(DESCRIPTION OF THE TASK): Can you convert the data between the lines holding "Provide the mask of every instance of the <item>window" and "[[299,69],[266,76],[266,111],[270,114],[303,110],[303,73]]", inclusive, into a Markdown table with a Row column for the row number and a Line column for each line, leaving out blank lines?

(RECORDS FOR THIS EXERCISE):

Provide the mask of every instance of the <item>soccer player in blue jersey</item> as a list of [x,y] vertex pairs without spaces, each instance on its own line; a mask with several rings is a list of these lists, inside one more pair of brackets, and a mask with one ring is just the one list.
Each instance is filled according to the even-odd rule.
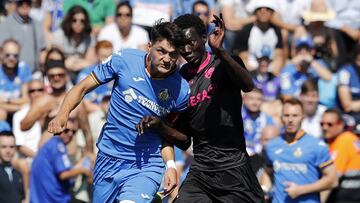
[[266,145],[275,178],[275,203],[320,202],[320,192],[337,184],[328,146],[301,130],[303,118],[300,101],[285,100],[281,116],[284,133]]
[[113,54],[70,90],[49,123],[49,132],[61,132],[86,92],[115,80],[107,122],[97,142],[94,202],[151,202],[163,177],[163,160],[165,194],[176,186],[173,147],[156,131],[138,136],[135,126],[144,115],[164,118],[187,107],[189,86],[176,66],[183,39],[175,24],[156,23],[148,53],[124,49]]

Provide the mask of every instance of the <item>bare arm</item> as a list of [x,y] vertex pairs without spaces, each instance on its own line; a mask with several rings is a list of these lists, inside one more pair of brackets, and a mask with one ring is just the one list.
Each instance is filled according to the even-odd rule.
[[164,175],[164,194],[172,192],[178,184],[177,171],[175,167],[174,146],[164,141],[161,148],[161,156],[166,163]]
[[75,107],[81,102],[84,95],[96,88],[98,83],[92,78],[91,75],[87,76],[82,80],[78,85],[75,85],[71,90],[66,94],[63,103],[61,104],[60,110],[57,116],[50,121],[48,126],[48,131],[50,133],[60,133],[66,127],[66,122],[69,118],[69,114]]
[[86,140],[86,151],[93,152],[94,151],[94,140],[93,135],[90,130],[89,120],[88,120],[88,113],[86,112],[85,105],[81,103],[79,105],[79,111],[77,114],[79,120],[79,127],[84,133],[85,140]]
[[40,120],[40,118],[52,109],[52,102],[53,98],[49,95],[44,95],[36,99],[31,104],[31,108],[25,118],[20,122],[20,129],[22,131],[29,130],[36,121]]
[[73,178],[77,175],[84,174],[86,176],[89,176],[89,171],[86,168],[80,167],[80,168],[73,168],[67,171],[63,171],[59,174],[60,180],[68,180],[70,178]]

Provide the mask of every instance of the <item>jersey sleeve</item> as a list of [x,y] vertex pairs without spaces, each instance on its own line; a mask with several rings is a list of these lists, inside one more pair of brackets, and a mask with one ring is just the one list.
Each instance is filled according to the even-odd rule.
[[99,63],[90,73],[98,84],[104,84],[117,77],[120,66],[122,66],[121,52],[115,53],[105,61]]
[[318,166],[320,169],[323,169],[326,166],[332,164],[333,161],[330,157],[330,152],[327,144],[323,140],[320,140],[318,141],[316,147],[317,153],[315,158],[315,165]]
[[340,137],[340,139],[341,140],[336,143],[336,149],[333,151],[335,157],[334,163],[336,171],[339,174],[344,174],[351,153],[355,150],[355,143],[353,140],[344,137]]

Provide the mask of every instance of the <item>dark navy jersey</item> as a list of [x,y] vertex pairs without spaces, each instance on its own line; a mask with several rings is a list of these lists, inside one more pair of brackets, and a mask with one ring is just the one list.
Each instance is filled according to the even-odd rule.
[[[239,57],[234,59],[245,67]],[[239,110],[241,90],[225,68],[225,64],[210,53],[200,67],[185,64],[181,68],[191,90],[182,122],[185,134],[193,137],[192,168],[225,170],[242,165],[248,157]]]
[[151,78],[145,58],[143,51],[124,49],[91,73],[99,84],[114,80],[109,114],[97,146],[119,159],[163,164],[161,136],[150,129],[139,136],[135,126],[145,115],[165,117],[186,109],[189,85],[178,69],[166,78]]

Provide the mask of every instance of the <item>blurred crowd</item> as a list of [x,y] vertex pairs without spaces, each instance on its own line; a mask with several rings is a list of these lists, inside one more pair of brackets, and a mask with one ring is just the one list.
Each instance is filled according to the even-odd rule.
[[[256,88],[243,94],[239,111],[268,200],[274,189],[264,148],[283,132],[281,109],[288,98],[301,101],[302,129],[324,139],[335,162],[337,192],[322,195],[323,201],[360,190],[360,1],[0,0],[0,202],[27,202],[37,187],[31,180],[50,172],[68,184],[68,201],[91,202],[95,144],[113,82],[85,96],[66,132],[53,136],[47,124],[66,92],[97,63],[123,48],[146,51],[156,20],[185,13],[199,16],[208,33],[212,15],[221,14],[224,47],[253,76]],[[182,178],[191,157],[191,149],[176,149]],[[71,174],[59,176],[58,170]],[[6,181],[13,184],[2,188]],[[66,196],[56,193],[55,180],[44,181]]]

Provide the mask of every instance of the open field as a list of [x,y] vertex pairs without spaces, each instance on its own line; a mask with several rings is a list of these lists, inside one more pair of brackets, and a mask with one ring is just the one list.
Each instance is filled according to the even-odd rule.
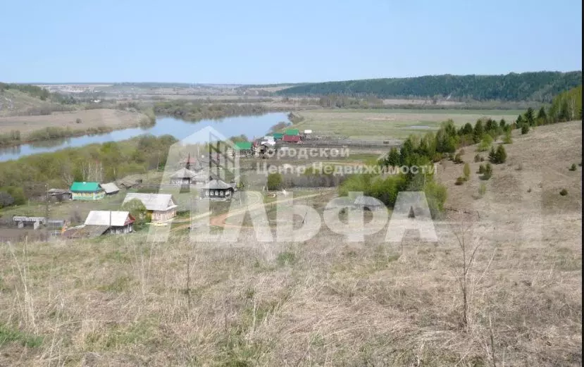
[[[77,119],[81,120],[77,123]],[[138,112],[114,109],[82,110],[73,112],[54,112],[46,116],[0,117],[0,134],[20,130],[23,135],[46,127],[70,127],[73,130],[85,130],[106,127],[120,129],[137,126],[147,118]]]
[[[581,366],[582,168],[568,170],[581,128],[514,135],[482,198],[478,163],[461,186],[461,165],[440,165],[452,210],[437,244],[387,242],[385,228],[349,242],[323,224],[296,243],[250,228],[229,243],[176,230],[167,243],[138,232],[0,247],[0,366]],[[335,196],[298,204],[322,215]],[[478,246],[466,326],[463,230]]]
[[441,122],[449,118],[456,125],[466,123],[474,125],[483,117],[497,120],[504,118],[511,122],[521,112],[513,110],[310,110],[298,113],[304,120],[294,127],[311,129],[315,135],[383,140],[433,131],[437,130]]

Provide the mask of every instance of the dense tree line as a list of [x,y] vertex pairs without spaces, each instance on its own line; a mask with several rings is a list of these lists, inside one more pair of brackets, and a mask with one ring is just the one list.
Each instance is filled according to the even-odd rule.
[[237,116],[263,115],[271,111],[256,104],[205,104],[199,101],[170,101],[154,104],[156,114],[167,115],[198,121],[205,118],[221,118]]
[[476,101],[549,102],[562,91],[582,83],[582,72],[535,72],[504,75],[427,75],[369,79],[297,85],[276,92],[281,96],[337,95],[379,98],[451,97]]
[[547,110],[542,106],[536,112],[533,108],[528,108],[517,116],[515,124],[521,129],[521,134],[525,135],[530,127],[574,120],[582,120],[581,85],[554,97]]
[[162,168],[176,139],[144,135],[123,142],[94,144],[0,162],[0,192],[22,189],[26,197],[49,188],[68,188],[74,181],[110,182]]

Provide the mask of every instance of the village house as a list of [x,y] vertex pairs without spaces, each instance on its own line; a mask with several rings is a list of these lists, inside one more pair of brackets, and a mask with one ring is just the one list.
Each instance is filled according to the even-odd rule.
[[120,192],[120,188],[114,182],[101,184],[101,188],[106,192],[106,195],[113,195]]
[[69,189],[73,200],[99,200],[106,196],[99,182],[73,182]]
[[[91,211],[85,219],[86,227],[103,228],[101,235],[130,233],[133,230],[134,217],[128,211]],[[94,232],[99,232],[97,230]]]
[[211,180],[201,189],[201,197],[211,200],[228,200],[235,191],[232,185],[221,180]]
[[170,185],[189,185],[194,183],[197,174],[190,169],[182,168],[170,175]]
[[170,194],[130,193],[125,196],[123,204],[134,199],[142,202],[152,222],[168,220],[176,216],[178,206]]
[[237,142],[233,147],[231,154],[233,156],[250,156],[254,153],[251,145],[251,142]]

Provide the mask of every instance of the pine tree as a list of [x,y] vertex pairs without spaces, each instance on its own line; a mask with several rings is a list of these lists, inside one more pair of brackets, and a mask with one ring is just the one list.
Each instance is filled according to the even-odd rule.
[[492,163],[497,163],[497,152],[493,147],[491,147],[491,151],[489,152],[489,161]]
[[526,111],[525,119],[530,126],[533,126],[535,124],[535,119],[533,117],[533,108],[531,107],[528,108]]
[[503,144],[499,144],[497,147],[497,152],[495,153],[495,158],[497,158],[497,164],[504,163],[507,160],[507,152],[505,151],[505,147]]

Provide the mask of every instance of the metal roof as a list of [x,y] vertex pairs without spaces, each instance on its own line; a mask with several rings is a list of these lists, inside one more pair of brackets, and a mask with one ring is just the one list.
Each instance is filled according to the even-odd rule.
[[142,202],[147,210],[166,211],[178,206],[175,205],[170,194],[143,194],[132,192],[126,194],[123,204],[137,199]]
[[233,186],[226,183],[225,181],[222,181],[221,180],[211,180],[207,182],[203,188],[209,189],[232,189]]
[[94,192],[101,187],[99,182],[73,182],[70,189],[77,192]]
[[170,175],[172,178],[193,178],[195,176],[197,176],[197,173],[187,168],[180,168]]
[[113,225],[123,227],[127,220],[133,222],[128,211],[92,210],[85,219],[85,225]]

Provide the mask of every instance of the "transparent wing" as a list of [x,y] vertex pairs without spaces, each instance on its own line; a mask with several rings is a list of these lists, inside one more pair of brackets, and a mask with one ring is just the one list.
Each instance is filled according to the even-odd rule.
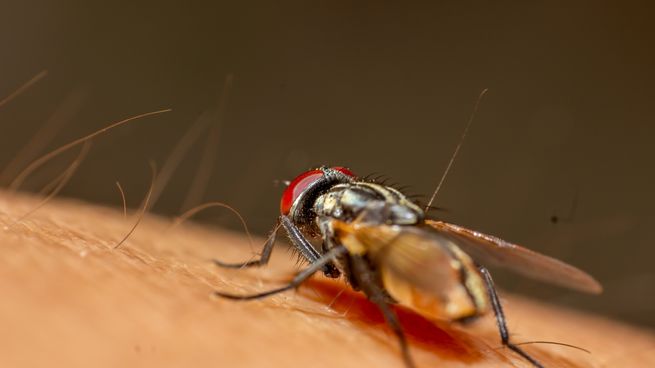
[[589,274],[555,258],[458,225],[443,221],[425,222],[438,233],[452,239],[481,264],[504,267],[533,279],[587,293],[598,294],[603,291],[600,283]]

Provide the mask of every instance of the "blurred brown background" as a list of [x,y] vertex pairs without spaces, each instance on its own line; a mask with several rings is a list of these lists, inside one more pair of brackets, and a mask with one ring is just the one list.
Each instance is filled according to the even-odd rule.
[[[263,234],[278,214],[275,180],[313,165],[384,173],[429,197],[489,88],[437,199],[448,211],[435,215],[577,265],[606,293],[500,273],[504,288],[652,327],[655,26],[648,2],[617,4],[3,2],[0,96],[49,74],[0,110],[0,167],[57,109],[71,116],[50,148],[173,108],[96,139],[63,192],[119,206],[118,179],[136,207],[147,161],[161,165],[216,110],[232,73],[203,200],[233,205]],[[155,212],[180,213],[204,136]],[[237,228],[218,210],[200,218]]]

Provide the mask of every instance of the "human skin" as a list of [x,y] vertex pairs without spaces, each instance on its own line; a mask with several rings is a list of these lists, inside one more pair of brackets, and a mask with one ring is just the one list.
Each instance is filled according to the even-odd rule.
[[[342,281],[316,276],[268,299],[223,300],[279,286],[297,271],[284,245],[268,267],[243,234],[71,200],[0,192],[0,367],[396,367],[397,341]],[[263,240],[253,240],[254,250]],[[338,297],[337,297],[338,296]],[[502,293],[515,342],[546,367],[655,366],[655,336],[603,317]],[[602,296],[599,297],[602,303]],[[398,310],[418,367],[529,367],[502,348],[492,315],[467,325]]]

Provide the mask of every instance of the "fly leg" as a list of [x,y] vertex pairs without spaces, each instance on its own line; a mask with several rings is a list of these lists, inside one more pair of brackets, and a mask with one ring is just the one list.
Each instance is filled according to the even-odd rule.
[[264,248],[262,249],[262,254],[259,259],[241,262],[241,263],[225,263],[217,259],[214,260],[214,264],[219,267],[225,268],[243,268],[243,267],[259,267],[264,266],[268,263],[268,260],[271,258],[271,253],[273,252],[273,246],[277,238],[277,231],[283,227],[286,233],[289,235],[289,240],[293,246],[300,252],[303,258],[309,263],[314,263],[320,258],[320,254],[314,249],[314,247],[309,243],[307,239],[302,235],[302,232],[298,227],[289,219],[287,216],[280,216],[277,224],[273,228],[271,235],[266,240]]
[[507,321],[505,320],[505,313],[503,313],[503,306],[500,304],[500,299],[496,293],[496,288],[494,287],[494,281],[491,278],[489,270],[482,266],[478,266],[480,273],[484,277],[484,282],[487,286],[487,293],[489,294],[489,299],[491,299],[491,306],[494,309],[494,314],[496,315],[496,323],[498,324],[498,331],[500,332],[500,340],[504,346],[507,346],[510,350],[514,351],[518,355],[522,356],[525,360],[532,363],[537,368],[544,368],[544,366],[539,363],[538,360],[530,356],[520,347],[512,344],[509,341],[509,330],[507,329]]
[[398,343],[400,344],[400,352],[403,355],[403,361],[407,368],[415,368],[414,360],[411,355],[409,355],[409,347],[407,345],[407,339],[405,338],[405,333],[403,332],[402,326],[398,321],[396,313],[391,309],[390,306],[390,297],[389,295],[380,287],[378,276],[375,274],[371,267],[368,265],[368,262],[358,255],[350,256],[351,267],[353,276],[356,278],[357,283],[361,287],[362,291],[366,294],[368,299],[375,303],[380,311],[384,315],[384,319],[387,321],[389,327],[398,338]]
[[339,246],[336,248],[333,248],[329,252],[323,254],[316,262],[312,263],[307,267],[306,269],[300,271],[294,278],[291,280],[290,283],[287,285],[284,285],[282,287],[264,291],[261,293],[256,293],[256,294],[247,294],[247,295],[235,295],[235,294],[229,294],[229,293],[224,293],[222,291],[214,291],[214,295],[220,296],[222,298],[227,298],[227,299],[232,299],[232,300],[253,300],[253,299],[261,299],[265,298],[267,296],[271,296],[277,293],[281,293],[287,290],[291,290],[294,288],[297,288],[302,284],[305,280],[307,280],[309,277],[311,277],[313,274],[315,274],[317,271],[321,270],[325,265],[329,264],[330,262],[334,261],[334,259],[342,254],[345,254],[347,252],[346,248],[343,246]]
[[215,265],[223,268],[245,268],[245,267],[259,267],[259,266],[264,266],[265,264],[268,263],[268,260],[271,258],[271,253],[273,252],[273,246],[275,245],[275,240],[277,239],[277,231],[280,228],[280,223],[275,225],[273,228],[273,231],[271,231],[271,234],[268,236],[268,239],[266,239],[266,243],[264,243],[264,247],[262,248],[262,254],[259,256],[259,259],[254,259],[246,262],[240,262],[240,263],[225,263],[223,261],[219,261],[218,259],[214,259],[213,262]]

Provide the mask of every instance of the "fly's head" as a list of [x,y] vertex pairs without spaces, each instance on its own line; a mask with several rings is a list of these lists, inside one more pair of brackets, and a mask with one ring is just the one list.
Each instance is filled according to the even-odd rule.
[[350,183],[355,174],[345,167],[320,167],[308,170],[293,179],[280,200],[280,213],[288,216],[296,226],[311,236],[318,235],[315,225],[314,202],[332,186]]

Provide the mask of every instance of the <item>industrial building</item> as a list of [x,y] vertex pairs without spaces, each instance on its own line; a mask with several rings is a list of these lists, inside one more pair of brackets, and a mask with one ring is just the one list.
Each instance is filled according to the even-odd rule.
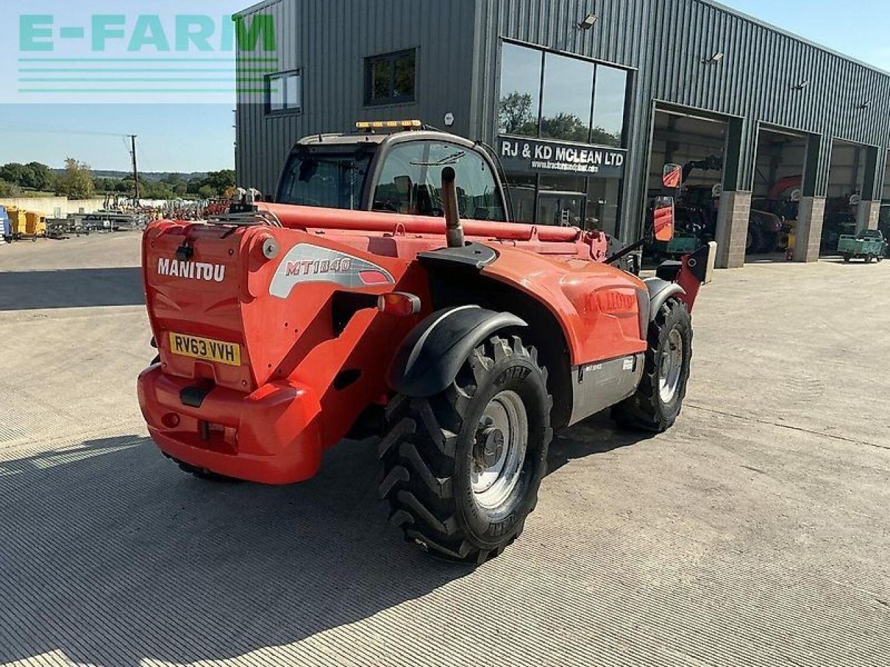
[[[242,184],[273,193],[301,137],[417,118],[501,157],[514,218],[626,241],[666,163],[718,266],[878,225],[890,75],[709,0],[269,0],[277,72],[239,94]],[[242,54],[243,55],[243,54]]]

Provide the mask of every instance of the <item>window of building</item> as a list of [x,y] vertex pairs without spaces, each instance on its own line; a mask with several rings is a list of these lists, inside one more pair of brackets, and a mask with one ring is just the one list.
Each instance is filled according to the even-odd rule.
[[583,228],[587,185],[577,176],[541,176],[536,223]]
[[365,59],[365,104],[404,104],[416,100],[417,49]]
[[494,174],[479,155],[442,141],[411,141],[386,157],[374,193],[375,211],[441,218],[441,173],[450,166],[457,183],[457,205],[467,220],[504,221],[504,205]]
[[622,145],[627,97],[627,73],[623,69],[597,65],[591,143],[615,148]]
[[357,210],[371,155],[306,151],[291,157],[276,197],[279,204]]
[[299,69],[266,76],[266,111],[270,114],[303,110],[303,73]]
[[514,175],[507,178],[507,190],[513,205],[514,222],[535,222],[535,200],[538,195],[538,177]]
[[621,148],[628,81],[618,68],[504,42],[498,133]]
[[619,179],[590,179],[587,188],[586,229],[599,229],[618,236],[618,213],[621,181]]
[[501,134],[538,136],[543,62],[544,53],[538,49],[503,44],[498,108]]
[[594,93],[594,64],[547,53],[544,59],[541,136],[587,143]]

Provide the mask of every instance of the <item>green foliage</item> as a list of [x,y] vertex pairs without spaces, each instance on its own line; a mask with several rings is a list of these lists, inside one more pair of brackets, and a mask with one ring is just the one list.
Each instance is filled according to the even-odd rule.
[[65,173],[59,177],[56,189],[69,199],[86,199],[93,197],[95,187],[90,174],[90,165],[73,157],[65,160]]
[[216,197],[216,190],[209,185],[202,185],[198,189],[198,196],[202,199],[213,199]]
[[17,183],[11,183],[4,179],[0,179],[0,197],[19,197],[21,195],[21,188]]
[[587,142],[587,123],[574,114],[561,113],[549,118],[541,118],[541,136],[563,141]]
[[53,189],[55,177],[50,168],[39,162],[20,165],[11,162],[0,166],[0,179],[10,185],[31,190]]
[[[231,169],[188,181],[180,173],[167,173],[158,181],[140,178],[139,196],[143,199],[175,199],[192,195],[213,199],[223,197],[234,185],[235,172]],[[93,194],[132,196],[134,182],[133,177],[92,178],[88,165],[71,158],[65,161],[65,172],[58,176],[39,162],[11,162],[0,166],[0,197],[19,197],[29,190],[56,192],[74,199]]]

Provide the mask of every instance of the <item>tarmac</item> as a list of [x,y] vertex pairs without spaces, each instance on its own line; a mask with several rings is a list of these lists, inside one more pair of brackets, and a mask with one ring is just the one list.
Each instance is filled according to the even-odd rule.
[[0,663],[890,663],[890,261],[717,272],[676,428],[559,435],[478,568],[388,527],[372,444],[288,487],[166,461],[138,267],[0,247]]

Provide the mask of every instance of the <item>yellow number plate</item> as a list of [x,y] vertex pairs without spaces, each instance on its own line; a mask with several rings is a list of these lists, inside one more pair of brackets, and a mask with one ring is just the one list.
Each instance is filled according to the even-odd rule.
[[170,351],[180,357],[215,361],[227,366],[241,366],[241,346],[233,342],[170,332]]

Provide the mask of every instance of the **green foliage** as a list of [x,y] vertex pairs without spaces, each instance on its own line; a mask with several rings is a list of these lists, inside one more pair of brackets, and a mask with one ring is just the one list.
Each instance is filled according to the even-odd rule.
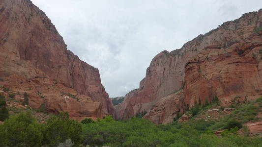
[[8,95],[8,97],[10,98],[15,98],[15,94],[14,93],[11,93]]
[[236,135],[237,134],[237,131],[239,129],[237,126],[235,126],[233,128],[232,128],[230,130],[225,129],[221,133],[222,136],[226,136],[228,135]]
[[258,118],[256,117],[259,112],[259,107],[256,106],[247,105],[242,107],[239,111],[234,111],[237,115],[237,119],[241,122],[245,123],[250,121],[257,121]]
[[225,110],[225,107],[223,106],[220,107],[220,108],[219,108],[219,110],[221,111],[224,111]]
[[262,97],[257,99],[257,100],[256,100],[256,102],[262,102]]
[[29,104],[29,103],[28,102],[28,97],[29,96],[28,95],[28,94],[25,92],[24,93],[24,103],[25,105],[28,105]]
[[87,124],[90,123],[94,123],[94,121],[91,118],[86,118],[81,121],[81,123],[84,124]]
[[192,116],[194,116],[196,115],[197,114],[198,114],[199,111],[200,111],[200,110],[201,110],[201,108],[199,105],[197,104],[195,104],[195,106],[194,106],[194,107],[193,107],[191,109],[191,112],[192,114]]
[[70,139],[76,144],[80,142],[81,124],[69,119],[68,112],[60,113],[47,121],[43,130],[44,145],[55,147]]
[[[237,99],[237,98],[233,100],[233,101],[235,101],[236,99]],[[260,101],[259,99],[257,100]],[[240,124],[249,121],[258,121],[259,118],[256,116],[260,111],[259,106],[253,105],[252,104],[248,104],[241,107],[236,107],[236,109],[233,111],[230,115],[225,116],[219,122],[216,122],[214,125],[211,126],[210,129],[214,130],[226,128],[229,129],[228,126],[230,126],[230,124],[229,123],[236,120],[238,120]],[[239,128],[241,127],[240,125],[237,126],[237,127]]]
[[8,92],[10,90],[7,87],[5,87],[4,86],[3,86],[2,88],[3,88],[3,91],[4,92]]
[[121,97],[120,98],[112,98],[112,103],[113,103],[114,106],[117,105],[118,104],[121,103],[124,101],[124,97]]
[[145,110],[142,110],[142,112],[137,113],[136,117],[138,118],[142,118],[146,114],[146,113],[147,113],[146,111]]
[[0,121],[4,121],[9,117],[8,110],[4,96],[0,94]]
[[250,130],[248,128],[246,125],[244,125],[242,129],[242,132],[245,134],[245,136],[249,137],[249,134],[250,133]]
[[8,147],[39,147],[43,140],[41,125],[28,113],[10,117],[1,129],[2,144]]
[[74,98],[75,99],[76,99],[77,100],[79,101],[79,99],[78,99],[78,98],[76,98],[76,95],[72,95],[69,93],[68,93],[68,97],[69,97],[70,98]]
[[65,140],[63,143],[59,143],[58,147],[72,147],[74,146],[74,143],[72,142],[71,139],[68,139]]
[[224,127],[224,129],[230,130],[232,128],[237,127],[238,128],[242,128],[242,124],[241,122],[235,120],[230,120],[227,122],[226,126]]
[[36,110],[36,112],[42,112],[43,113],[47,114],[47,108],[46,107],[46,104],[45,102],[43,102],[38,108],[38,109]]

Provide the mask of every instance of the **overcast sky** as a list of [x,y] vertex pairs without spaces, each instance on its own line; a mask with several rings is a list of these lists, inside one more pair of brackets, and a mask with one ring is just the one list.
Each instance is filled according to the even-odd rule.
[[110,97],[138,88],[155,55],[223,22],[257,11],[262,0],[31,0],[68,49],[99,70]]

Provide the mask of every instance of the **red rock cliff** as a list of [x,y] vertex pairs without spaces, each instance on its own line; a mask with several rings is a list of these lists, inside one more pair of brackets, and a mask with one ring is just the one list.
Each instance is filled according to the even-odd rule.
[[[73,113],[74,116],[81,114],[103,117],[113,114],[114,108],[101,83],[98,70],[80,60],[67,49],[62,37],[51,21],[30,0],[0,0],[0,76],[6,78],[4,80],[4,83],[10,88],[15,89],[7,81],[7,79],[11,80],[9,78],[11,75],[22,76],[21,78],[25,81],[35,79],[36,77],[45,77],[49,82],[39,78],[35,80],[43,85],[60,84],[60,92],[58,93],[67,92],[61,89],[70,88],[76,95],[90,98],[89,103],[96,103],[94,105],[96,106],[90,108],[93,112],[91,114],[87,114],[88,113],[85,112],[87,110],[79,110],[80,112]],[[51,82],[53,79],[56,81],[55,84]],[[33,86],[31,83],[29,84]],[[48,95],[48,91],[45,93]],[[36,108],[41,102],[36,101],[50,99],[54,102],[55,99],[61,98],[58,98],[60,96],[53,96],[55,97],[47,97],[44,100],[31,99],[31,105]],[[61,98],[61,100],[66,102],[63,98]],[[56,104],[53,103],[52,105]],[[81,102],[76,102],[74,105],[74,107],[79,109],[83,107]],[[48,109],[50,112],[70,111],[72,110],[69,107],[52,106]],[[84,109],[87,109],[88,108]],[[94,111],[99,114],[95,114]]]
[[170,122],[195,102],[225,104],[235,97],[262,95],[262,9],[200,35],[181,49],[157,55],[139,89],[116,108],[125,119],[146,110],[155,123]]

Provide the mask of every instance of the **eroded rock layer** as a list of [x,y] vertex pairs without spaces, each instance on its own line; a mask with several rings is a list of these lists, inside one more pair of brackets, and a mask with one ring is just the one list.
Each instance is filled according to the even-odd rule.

(EXERCISE SOLUTION):
| Row | Line |
|---|---|
| 1 | Provide the mask of every instance of the <item>window of building</item> as a list of [x,y] vertex pairs without spaces, each instance on its own line; a mask with several rings is a list of these lists, inside one more pair of brackets, and a mask with one ring is just the one list. |
| 2 | Each instance is filled according to the even-odd rule. |
| 3 | [[583,228],[587,185],[577,176],[541,176],[536,223]] |
| 4 | [[365,59],[365,104],[404,104],[416,100],[417,49]] |
| 5 | [[494,174],[479,155],[442,141],[411,141],[386,157],[374,193],[375,211],[441,218],[441,173],[450,166],[457,183],[457,205],[467,220],[504,221],[504,205]] |
| 6 | [[622,145],[627,97],[627,73],[623,69],[597,65],[591,143],[615,148]] |
| 7 | [[357,210],[371,155],[306,151],[291,157],[276,197],[279,204]] |
| 8 | [[299,69],[266,76],[266,111],[270,114],[303,110],[303,73]] |